The problem - Report every line of the material below that contains the word "Verify", copying each such line in full.

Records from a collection
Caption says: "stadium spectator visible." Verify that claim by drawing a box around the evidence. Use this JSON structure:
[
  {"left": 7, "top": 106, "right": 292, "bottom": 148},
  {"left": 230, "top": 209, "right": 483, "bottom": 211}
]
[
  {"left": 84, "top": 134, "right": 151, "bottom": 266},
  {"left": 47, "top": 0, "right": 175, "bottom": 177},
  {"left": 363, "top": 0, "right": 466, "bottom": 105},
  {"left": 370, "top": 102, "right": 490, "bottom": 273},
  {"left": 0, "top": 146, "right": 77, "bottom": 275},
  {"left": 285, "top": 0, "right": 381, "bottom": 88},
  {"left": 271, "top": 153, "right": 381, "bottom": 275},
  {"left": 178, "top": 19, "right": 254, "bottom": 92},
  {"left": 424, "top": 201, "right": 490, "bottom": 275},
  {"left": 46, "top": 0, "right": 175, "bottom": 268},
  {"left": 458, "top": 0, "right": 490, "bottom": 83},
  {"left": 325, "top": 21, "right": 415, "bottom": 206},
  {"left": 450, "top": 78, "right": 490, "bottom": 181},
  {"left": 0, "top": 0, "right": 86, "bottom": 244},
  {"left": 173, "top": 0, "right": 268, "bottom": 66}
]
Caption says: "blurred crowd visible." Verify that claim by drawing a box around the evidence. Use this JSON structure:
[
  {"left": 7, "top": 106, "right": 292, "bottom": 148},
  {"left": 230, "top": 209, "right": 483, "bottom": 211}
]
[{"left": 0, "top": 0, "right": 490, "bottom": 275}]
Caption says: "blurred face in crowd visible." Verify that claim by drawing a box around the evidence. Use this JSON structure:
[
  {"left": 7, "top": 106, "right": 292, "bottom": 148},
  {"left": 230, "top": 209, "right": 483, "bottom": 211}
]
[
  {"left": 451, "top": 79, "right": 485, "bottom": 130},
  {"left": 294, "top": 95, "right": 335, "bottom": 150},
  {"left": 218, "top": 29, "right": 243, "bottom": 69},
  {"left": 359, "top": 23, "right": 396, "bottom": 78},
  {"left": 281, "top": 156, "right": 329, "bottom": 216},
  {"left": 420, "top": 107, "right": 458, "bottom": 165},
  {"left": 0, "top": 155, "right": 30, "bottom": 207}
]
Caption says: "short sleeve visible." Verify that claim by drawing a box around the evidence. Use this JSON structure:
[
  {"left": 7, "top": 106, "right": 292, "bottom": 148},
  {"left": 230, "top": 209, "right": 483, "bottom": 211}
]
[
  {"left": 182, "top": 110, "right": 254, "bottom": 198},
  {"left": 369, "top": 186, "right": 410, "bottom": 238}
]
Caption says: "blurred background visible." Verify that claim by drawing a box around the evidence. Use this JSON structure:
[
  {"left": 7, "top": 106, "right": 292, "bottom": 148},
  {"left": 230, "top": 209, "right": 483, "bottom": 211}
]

Task solution -
Caption says: "stadium spectator visible." Verify that claim by drawing a box around the evidence. Use this JSON structure:
Caption says: "blurred crowd visible." Verify that claim by drawing a box around the evidence. Use this JSON structure:
Caption says: "blurred face in crowd visible." Verify that claim by drawing a box around the evidence. Use this JSON structure:
Caption says: "short sleeve visible." Verify that claim by drawing a box around the evidence. Use this JSON structure:
Caption says: "blurred background visible." Verify that claim by drawing a box around the evidence. Use this JSON structure:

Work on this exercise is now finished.